* Göreviniz
Aşağıdaki okuma metnini, hiçbir şeyini değiştirmeden baştan sona aynen yazın.

1937 senesinde Konya’da doğan Süleyman Hayri Bolay, bu eserin sunuş kısmında bu eserle hedeflediklerini belirtmiştir: “ Tanzimat'tan günümüze gelen ve gelişen düşünce hayatımızı, düşünürlerimizin neler düşündüklerini yeni nesillerle tanıştırmak, onların tefekkür kabiliyetlerini tahrik etmek, onların Batı düşüncesi karşısında eziklik duymalarını önlemek, babalarının, dedelerinin yahut yakın ve uzak akrabalarının neler düşündüklerini, hangi sorunlarla boğuştuklarını, onlara nasıl çözümler getirdiklerini, hangilerini çözemeyip bize aktardıklarını sergilemek…"
Eser, “Türkçe ile felsefe yapılamaz, bizde filozof yetişmedi, yetişemez” gibi gerçeği yansıtmayan fakat tesiri altında bırakıldığımız iddiaları da reddediyor. Süleyman Hayri Bolay hocanın kitabına dercettiği şu sözleri kitabın zamanımızdaki çok mühim problemlere cevaplar verebilecek nitelikte olduğunu göstermekte.
 “Eskiden de büyük filozoflar yetiştirmiş bir ulusuz biz. Türk düşünürlerin katkısı olmasaydı Avrupa Rönesans'a ulaşamazdı. Descardest'tan yüzyıllar önce Gazâlî'miz vardı bizim. Nicolai Hartman'dan daha mı az Fârâbî'miz. Husserle'den neyi eksik Sühreverdî'nin. Mevlânâ'nın, Yûnus'un, Pir Sultan Abdal'ın günümüzdeki o ünlü varoluşçulardan nesi daha aşağı. Şimdi kalkıp da “Biz filozof olamayız” diye kestirip atmak son derece yanlış olur.”

* Verilen liste
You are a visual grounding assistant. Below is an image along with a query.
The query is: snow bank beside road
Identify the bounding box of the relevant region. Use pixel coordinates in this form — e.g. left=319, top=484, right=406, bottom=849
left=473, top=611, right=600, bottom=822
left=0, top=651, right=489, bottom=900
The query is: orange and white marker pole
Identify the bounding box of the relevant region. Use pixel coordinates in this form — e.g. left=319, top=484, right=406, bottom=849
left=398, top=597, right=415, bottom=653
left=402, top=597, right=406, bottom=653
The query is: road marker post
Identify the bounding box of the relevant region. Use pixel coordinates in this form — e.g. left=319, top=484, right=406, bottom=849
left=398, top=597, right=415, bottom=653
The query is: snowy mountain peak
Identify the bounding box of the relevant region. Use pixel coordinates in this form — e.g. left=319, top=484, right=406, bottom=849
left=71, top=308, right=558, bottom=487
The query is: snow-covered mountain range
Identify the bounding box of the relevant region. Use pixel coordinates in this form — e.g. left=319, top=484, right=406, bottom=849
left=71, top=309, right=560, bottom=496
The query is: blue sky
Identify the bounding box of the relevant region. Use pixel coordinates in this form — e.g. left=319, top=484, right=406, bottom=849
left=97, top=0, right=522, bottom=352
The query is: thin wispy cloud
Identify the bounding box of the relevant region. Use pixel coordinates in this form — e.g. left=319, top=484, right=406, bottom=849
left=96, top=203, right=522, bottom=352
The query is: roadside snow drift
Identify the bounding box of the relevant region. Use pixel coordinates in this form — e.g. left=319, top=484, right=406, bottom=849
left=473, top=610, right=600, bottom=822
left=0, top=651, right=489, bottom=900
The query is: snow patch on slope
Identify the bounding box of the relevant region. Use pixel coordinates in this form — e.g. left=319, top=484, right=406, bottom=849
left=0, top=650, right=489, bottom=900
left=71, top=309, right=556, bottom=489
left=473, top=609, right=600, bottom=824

* Yanıt
1937 senesinde Konya’da doğan Süleyman Hayri Bolay, bu eserin sunuş kısmında bu eserle hedeflediklerini belirtmiştir: “ Tanzimat'tan günümüze gelen ve gelişen düşünce hayatımızı, düşünürlerimizin neler düşündüklerini yeni nesillerle tanıştırmak, onların tefekkür kabiliyetlerini tahrik etmek, onların Batı düşüncesi karşısında eziklik duymalarını önlemek, babalarının, dedelerinin yahut yakın ve uzak akrabalarının neler düşündüklerini, hangi sorunlarla boğuştuklarını, onlara nasıl çözümler getirdiklerini, hangilerini çözemeyip bize aktardıklarını sergilemek…"
Eser, “Türkçe ile felsefe yapılamaz, bizde filozof yetişmedi, yetişemez” gibi gerçeği yansıtmayan fakat tesiri altında bırakıldığımız iddiaları da reddediyor. Süleyman Hayri Bolay hocanın kitabına dercettiği şu sözleri kitabın zamanımızdaki çok mühim problemlere cevaplar verebilecek nitelikte olduğunu göstermekte.
 “Eskiden de büyük filozoflar yetiştirmiş bir ulusuz biz. Türk düşünürlerin katkısı olmasaydı Avrupa Rönesans'a ulaşamazdı. Descardest'tan yüzyıllar önce Gazâlî'miz vardı bizim. Nicolai Hartman'dan daha mı az Fârâbî'miz. Husserle'den neyi eksik Sühreverdî'nin. Mevlânâ'nın, Yûnus'un, Pir Sultan Abdal'ın günümüzdeki o ünlü varoluşçulardan nesi daha aşağı. Şimdi kalkıp da “Biz filozof olamayız” diye kestirip atmak son derece yanlış olur.”